What this task involves
Output the data word for word, dropping every image.

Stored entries
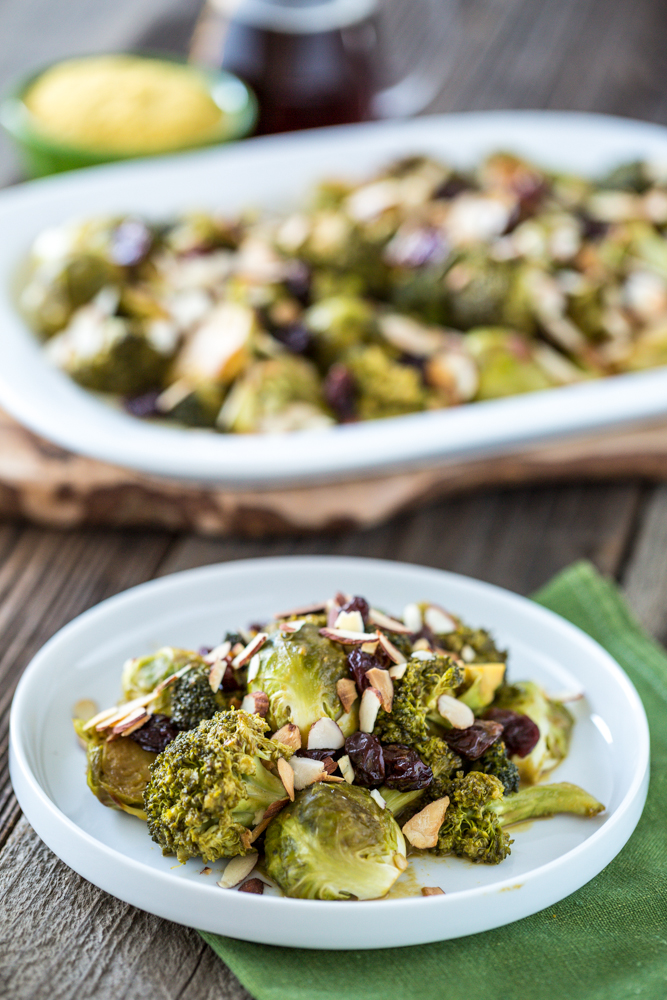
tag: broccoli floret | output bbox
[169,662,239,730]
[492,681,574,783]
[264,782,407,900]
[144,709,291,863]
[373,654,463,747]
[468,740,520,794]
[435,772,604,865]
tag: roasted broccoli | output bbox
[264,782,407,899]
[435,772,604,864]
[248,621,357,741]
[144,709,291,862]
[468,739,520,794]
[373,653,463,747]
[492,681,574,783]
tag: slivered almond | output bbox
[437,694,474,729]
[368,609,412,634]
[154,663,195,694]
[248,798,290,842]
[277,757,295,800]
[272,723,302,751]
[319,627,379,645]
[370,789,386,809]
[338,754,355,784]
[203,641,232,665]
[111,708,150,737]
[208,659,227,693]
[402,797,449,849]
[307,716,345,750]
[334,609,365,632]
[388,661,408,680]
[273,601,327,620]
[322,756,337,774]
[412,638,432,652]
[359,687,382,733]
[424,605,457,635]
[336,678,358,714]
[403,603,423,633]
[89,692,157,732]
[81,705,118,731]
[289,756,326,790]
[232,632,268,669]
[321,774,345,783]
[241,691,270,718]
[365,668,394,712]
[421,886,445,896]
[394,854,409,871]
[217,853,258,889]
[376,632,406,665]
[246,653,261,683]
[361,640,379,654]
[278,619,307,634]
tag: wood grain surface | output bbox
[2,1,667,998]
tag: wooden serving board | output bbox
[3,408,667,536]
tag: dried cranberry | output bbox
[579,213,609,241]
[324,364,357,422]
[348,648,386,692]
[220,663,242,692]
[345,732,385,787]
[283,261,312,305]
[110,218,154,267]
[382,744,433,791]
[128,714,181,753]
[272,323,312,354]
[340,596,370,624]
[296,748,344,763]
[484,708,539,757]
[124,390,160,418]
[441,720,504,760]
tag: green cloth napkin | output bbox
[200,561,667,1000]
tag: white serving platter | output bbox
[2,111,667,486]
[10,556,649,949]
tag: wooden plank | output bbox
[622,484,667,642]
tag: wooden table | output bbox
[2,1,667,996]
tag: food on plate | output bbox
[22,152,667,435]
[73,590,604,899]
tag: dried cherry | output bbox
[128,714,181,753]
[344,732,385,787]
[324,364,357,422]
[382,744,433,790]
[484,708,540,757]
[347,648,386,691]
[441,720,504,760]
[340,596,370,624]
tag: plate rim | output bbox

Solution to this problem
tag: broccoli floret | output bbox
[169,662,239,730]
[492,681,574,783]
[264,782,407,900]
[144,709,291,863]
[373,654,463,747]
[468,740,520,794]
[435,772,604,865]
tag: roasted broccoli | output bbox
[264,782,407,899]
[435,772,604,864]
[248,621,357,741]
[144,709,291,862]
[468,739,520,794]
[373,653,463,747]
[492,681,574,783]
tag: slivered almond | output bbox
[437,694,474,729]
[368,609,412,634]
[154,663,195,694]
[248,798,290,842]
[277,757,295,800]
[272,723,302,751]
[319,627,379,645]
[370,789,386,809]
[338,754,355,784]
[203,641,232,665]
[111,708,150,737]
[208,659,227,693]
[402,797,449,849]
[307,716,345,750]
[334,609,365,632]
[388,661,408,680]
[273,601,327,620]
[322,756,337,774]
[412,638,432,652]
[359,687,382,733]
[424,605,457,635]
[336,678,358,714]
[403,603,423,633]
[89,692,157,732]
[81,705,118,731]
[289,756,326,790]
[232,632,268,669]
[321,774,345,783]
[241,691,270,718]
[365,668,394,712]
[421,886,445,896]
[394,854,409,871]
[217,853,258,889]
[376,632,406,665]
[246,653,261,683]
[361,640,379,654]
[278,619,307,634]
tag: wood grain surface | output bbox
[2,1,667,998]
tag: wooden serving board | output bbox
[3,408,667,536]
tag: dried cranberry | output bbox
[579,213,609,241]
[324,364,357,422]
[348,648,386,692]
[220,663,242,692]
[345,732,385,787]
[283,261,312,305]
[110,218,154,267]
[382,744,433,791]
[128,714,181,753]
[272,323,312,354]
[340,596,370,624]
[296,748,344,763]
[484,708,539,757]
[124,390,160,418]
[441,720,504,760]
tag: green cloth napkin | output bbox
[200,561,667,1000]
tag: white serving platter | output bbox
[2,111,667,486]
[10,556,649,949]
tag: wooden plank | output bbox
[622,484,667,642]
tag: wooden table | output bbox
[2,1,667,996]
tag: food on plate | output bbox
[22,152,667,435]
[73,590,604,899]
tag: dried cherry | output bbox
[128,714,181,753]
[344,732,385,787]
[324,364,357,422]
[382,744,433,790]
[484,708,540,757]
[347,648,386,691]
[441,720,504,760]
[340,596,370,624]
tag: plate rim | output bbox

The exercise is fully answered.